Remove surface soil/sediment: freshwater swamps
Overall effectiveness category No evidence found (no assessment)
Number of studies: 0
Background information and definitions
Surface soil/sediment – and any vegetation on it – could be removed to create a new bare surface for plants to colonize. This new surface may have fewer nutrients and pollutants, have no undesirable seed bank, and have a looser surface. Soil/sediment removal can also make a site wetter, by bringing the surface closer to the water table, increasing the frequency/duration of tidal flooding, or increasing the water depth in an already flooded site. This action may be particularly useful in naturally dynamic habitats that have been artificially stabilized, mimicking disturbances that would create bare soil/sediment.
Caution: Heavy machinery is usually needed for this action. Heavy vehicles can churn and compress wetland soils (Campbell et al. 2002). Stripping topsoil can have counter-intuitive effects, such as increasing ammonium concentrations because nitrifying bacteria, which break down ammonia, are removed with the soil (Dorland 2004). It may remove seeds of desirable species, and can be expensive.

▶ **COLLECTED DATA**:
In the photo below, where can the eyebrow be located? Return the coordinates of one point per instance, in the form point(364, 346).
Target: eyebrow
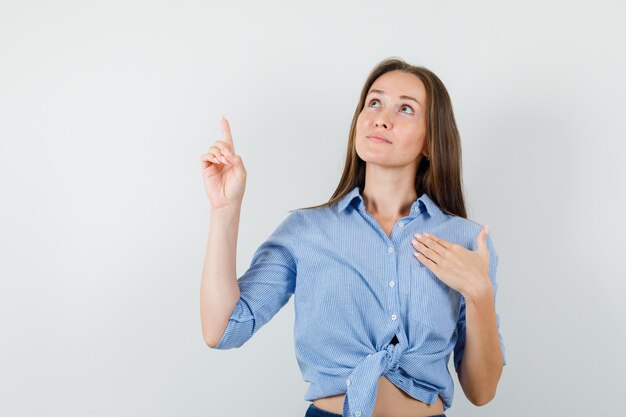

▶ **EXERCISE GOAL**: Write the next part of the text on removing surface soil and sediment in freshwater swamps, picking up after its final sentence.

▶ **RESULT**:
Related actions: Raise water level to restore degraded swamps; Raise water level to restore/create swamps from other land uses; Reprofile/relandscape; Bury surface soil/sediment; Disturb soil/sediment surface without removing material; Transplant or replace wetland soil; Remove surface soil/sediment before planting.
Campbell D.A., Cole C.A. & Brooks R.P. (2002) A comparison of created and natural wetlands in Pennsylvania, USA. Wetlands Ecology and Management, 10, 41–49.
Dorland E. (2004) Ecological restoration of wet heaths and matgrass swards: bottlenecks and solutions. PhD Thesis, Utrecht University, The Netherlands.